> [TRAVAIL DEMANDÉ]: Reproduisez les lignes des enregistrements ci-dessous en substituant « occurrence » à « instance », le reste demeurant inchangé.

··· DONNÉES DE TRAVAIL ···

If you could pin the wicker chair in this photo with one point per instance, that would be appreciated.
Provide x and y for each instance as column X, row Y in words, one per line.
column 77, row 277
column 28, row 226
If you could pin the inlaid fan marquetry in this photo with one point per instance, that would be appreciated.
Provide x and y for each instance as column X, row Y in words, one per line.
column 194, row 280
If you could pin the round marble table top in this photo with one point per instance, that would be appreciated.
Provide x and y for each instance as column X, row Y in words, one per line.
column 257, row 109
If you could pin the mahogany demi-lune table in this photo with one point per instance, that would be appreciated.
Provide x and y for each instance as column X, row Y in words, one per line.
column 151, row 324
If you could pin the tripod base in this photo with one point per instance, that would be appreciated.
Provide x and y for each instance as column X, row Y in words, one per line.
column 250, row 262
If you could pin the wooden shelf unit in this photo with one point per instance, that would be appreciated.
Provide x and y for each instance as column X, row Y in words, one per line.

···

> [RÉSULTAT ATTENDU]:
If you could pin the wicker chair in this photo with one point per occurrence, that would be appreciated.
Provide x and y for each occurrence as column X, row Y in words, one per line.
column 77, row 277
column 28, row 226
If you could pin the inlaid fan marquetry in this photo with one point per occurrence, that would be appreciated.
Provide x and y for each occurrence as column X, row Y in words, one per line.
column 194, row 280
If you could pin the round marble table top in this photo with one point per occurrence, that would be appreciated.
Provide x and y for each occurrence as column X, row Y in words, one per line.
column 257, row 109
If you could pin the mahogany demi-lune table in this photo with one point per occurrence, that would be appreciated.
Provide x and y for each occurrence as column X, row Y in words, one per line.
column 151, row 324
If you could pin the tripod base in this photo with one point per occurrence, that would be appreciated.
Provide x and y for each occurrence as column X, row Y in words, one per line.
column 250, row 262
If you could pin the wooden shelf unit in this photo with one point per occurrence, that would be appreciated.
Provide x and y for each occurrence as column X, row Y in words, one per line.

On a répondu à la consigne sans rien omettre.